**Selected text:**
(begin)

"Wanna Be Startin' Somethin" is a song by American singer Michael Jackson recorded for his sixth studio album Thriller (1982). It is the opening track of the album and was released as its fourth single on May 8, 1983, by Epic Records. It was written by Jackson and produced by Jackson and Quincy Jones. The lyrics pertain to strangers spreading rumors to start an argument for no good reason. "Wanna Be Startin' Somethin" evokes the disco sound of Jackson's previous studio album, Off the Wall, released in 1979. The song is characterized by a complex rhythm arrangement and a distinctive horn arrangement.

"Wanna Be Startin' Somethin" became Jackson's fourth consecutive top 10 single from Thriller on the Billboard Hot 100, peaking at number five. The song also topped the charts in Canada as well as the Netherlands and charted within the top 20 and top 30 in several countries. It was generally well received by contemporary music critics. As part of the release of Thriller 25, a remix of "Wanna Be Startin' Somethin", entitled "Wanna Be Startin' Somethin' 2008 with Akon", was recorded with Akon, and released as the second single from the album. The remix was commercially successful, mainly charting within the top 10 in six countries, as well as the top 20 in several territories worldwide and top 40 in Canada. It was more successful internationally than in the United States, having peaked on the Billboard Hot 100 at number 81, which was the song's lowest charting position.

Unlike previous singles from Thriller, "Wanna Be Startin' Somethin" did not have a music video to accompany it but was performed by Jackson on world concert tours as both a member of The Jacksons and as a solo artist.  Following Jackson's death in June 2009, the song re-entered music charts worldwide. "Wanna Be Startin' Somethin" has been covered and sampled by multiple recording artists since its release, notably by Rihanna in her 2007 song "Don't Stop the Music", who was sued as a result. Aside from Thriller, the song appears on multiple compilation and greatest hits albums by Jackson.

Background
"Wanna Be Startin' Somethin" was written, composed and co-produced by Michael Jackson, and produced by Quincy Jones. It was originally written for his sister La Toya Jackson about her troubled relationship with her sisters-in-law, but Michael ended up recording the song, and La Toya sometimes performs the song at her concerts. The song was originally recorded in 1978 for the inclusion on the Off the Wall album, but was later re-recorded in fall 1982, in Los Angeles, California. "Wanna Be Startin' Somethin" was one of the four songs that Jackson received writing credits on for his sixth studio album Thriller in 1982. The song was released by Epic Records as the fourth single from the album. Unlike Thrillers previous singles, "Wanna Be Startin' Somethin" did not have a film or a music video released to promote it.

Aside from Thriller, "Wanna Be Startin' Somethin" has appeared on multiple compilation and greatest hits albums by Jackson since the song's release. "Wanna Be Startin' Somethin" appeared on the first disc of Jackson's two-disc compilation album HIStory: Past, Present and Future, Book I in 1995 as well as the 25th anniversary edition of Thriller, entitled Thriller 25, and the greatest hits album King of Pop; both albums were released in 2008. The song is also included on the box set collection released in 2004, The Ultimate Collection, the greatest hits album The Essential Michael Jackson, the compilation album This Is It, and the special box set The Collection released days after Jackson's death. Some versions of the 1995 Earth Song CD single included the Brothers in Rhythm Mix and Tommy D's Main Mix as B-sides. The song was also remixed to the Immortal album in 2011. The demo version of the song was also released in This Is It (2009).

(end)

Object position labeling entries
(begin)

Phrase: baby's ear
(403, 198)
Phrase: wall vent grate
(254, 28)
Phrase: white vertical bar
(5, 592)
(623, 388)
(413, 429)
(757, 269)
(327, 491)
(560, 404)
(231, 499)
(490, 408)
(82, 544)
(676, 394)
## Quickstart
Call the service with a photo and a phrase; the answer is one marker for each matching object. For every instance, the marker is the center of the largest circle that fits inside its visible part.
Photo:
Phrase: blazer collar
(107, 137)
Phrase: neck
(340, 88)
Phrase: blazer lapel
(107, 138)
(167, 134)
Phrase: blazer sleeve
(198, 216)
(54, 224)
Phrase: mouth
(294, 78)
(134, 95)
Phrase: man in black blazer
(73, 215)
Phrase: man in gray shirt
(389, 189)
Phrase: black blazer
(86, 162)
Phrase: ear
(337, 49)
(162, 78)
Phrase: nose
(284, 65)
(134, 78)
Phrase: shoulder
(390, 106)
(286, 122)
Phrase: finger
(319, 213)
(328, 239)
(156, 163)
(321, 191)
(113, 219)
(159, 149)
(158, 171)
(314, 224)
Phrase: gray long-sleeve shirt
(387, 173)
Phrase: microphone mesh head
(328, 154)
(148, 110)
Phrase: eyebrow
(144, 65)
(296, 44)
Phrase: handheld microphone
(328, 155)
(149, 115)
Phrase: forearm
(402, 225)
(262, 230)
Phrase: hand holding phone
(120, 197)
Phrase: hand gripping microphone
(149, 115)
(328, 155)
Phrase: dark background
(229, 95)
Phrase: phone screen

(end)
(begin)

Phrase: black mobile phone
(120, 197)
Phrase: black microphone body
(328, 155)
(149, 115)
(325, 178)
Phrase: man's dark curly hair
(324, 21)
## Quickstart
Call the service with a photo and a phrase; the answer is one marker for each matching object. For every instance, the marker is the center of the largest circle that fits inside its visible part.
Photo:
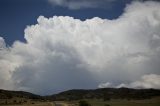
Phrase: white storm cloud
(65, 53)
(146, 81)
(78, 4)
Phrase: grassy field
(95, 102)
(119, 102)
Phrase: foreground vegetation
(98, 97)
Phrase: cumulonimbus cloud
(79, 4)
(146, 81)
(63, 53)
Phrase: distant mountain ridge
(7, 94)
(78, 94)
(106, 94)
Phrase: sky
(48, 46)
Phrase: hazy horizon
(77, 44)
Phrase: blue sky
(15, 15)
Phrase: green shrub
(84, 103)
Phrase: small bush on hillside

(end)

**Requirements:**
a: In the article on "Wanna Be Startin' Somethin'," where was the song re-recorded in fall 1982?
b: Continue the article on "Wanna Be Startin' Somethin'" from its final sentence.

**Results for the exercise:**
a: Los Angeles, California.

b:
Composition
A post-disco and funk song, "Wanna Be Startin' Somethin" was viewed as a nod to the disco sound of Jackson's material on his previous studio album, Off the Wall, released in 1979. Arranged by Jackson himself and played by percussionist Paulinho da Costa, the song's rhythm was regarded as a "complex interweaving of drum-machine patterns and work", while the horn section, arranged by Jerry Hey, was described as both "brassy and precise". Slant Magazine commented that the song was a "complicated tapestry of colliding hooks and pop references." The song's lyrics, "Too high to get over, too low to get under", has strong similarities to Funkadelic's opening salvo for "One Nation Under a Groove".

The lyrics pertain to the media and press, as well as gossip and people trying to start arguments or problems for no reason, which he states in the lyrics, "Someone's always tryin' to start my baby crying," and then goes to a more "quasi paranoia" yield in the "near-bitterness" chorus, 'You're a vegetable, you're a vegetable/ You're just a buffet, you're a vegetable/ They'll eat off you, you're a vegetable.'" In "Wanna Be Startin' Somethin", Jackson's vocal range spans from E3 to A5. Played in the key of E major, the song is moderately bright with a tempo of 122 beats per minute. It has a basic sequence of D/E–E–D/E–E as its chord progression. The coda at the end of the song, which comes directly from Cameroonian saxophonist Manu Dibango's 1972 disco song "Soul Makossa", is "Mama-say mama-sah ma-ma-coo-sah". Makossa is a Cameroonian music genre and dance. Dibango sued Jackson and, in 1986, settled out of court for one million French francs, agreeing thereby to waive future rights to this recording but not future use of the material.

Critical reception
Christopher Connelly, a writer for Rolling Stone, described "Wanna Be Startin' Somethin" as being Thrillers "most combative track". Connelly noted that in the "hyperactive" song, Jackson's "emotions are so raw that the song nearly goes out of control". He further commented that the song has a "tune that's almost as exciting as seeing Jackson motivate himself across a concert stage – and a lot more unpredictable". Remarking that while the song's lyrics "won't keep Elvis Costello awake nights", they "do show that Jackson has progressed past the hey-let's-hustle sentiments that dominated Off the Wall". He added that Jackson's "raw ability and conviction make material like 'Baby Be Mine' and 'Wanna Be Startin' Somethin' into first-class cuts".  Cash Box called the song a "smash," specifically praising the "danceable groove...superb arrangement and strange but ultimately uplifting lyrics."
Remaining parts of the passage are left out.